*PAGE EXTRACT:*
While the CTD is in the water,  the deck crew prepares the trawl net and streams it from the back of the ship.  The net is towed by a set of hydraulic winches that are controlled by a sophisticated autotrawl system.  The system senses the tension on each trawl warp and will pay out or reel in cable to ensure that the net is fishing properly.

Once deployed, the net sinks to the bottom and the ship tows it for twenty minutes, which is a little more than one nautical mile. The mouth of the net is rectangular so that it can open up wide and catch the most fish.  The bottom edge of the mouth has something called a rockhopper sweep on it, which is made of a series of heavy disks that roll along the rocky bottom instead of getting hung up or tangled.  The top edge of the net has floats along it to hold it wide open.   There are sensors positioned throughout the net that send data back to the ship about the shape of the net’s mouth, the water temperature on the bottom, the amount of contact with the bottom, the speed of water through the net and the direction that the water is flowing through the net.  It is important that each tow is standardized like this so that the fish populations in the sample areas aren’t misrepresented by the catch.   For example, if the net was twisted or didn’t open properly, the catch might be very small, even in an area that is teaming with fish.

Do you think this is what trawl nets looked like in 1948?

This is what the net looks like when it is coming back on board. The deck hands are guiding the trawl warps onto the big black spools. The whole process is powered by two hydraulic winches.

After twenty minutes, the net is hauled back onto the boat using heavy-duty winches.  The science crew changes into brightly colored foul weather gear and heads to the wet lab, where we wait to see what we’ve caught in the net. The watch chief turns the music up and everyone goes to their station along a conveyor belt the transports the fish from outside on the deck to inside the lab. We sort the catch by species into baskets and buckets, working at a slow, comfortable pace when the catch is small, or at a rapid fire, breakneck speed when the catch is large.

If you guessed 'sponges', then you are correct!

This is the conveyor belt that transports the catch from the deck into the wetlab. The crew works to sort things into buckets. Do you know what these chunky yellow blobs that we caught this time are?

*TASK INSTRUCTIONS:*
A - Answer these questions from the trawl survey text:
(i) For how long does the ship tow the net once it is deployed?
(ii) What runs along the top edge of the net to hold it open?
(iii) How many hydraulic winches power the process of bringing the net back on board?
B - Write out the part of the trawl survey text between "This is what the" and "you are correct!", inclusive.

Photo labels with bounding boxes
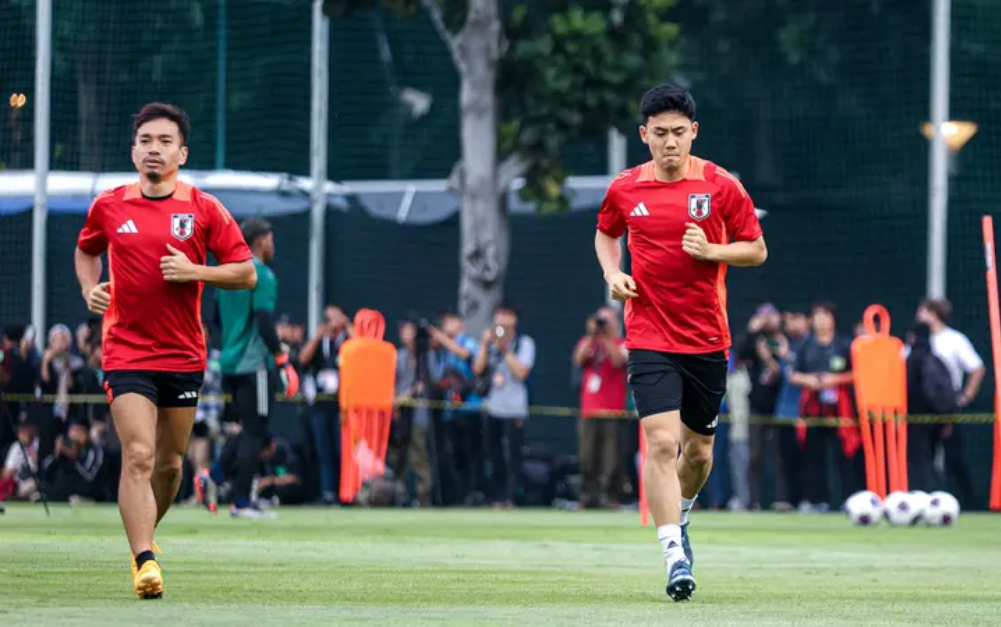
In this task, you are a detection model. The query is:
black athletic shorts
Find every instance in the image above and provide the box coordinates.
[222,369,274,437]
[629,351,728,436]
[104,371,205,408]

*SOLVED PROBLEMS:*
A -
(i) Twenty minutes
(ii) Floats
(iii) Two

B -
This is what the net looks like when it is coming back on board. The deck hands are guiding the trawl warps onto the big black spools. The whole process is powered by two hydraulic winches.

After twenty minutes, the net is hauled back onto the boat using heavy-duty winches.  The science crew changes into brightly colored foul weather gear and heads to the wet lab, where we wait to see what we’ve caught in the net. The watch chief turns the music up and everyone goes to their station along a conveyor belt the transports the fish from outside on the deck to inside the lab. We sort the catch by species into baskets and buckets, working at a slow, comfortable pace when the catch is small, or at a rapid fire, breakneck speed when the catch is large.

If you guessed 'sponges', then you are correct!